§ Assigned task
Return each entry below word for word, leaving out any image.

Saved data entries
============

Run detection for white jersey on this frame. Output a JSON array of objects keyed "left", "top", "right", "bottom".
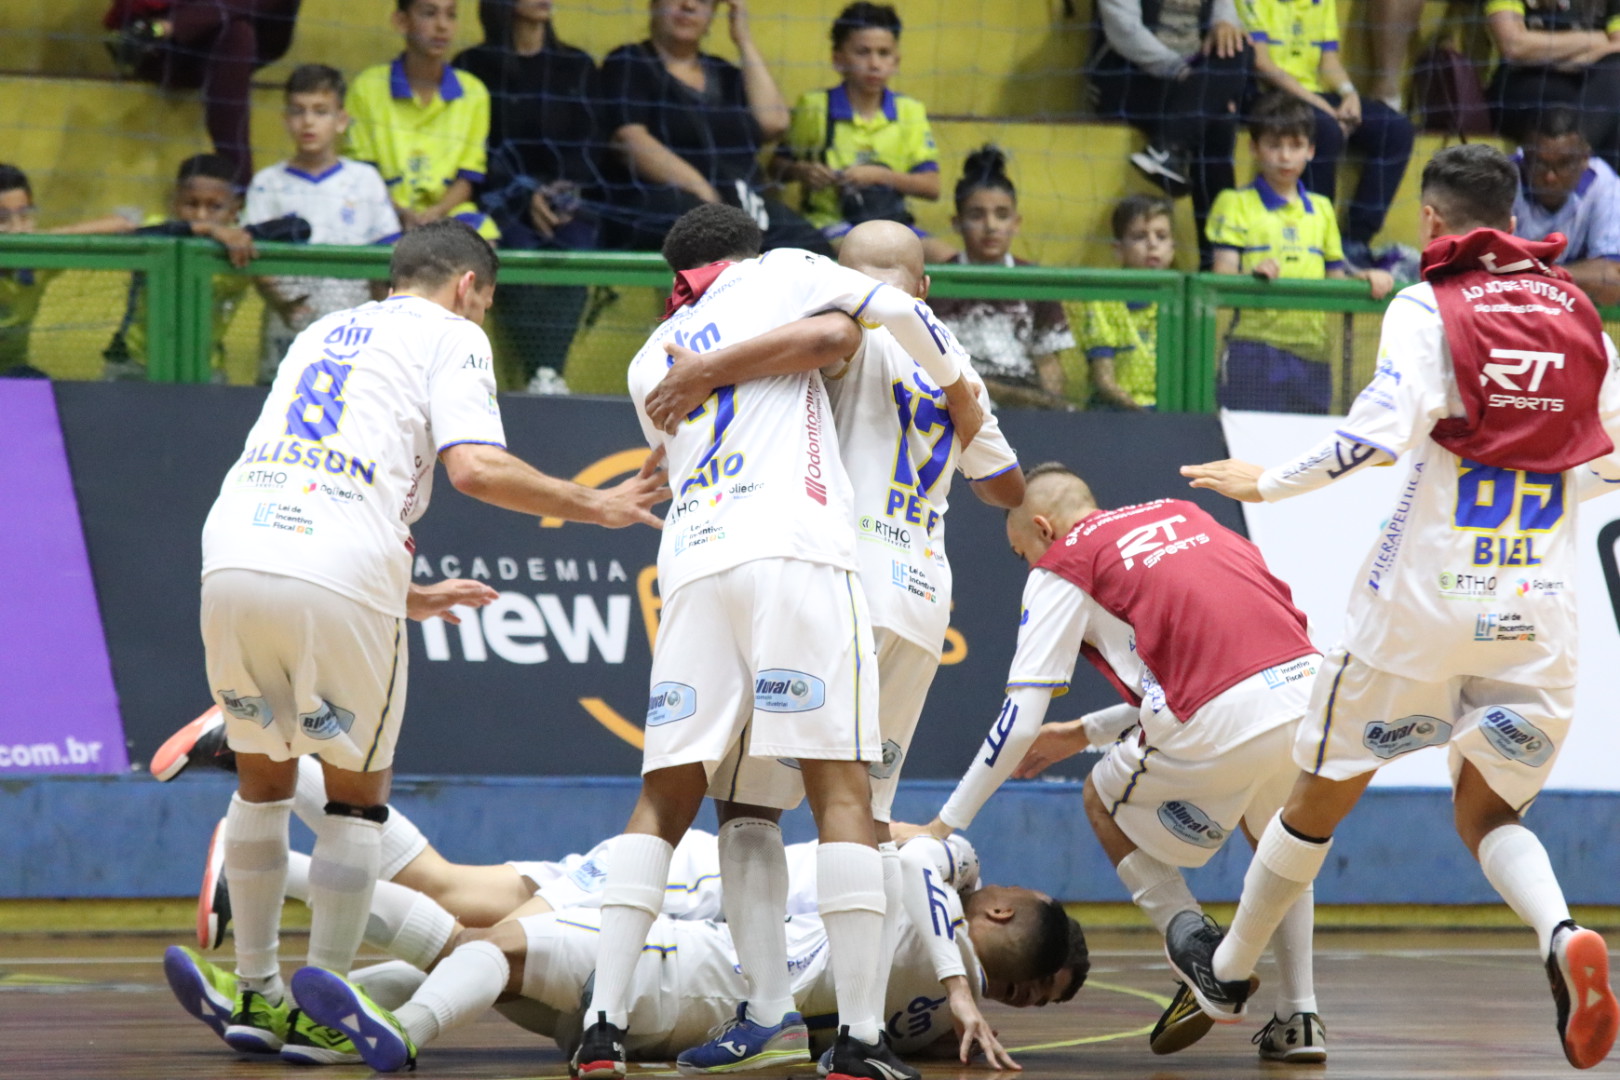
[
  {"left": 826, "top": 328, "right": 1019, "bottom": 652},
  {"left": 628, "top": 249, "right": 974, "bottom": 598},
  {"left": 243, "top": 158, "right": 401, "bottom": 318},
  {"left": 202, "top": 295, "right": 505, "bottom": 618},
  {"left": 1259, "top": 282, "right": 1620, "bottom": 687}
]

============

§ Completed task
Run detection for white jersey on this frame. Output a JSON array of objects keyed "left", "top", "right", "bottom".
[
  {"left": 826, "top": 328, "right": 1019, "bottom": 652},
  {"left": 628, "top": 249, "right": 974, "bottom": 598},
  {"left": 243, "top": 158, "right": 401, "bottom": 318},
  {"left": 202, "top": 295, "right": 505, "bottom": 618},
  {"left": 1259, "top": 282, "right": 1620, "bottom": 687}
]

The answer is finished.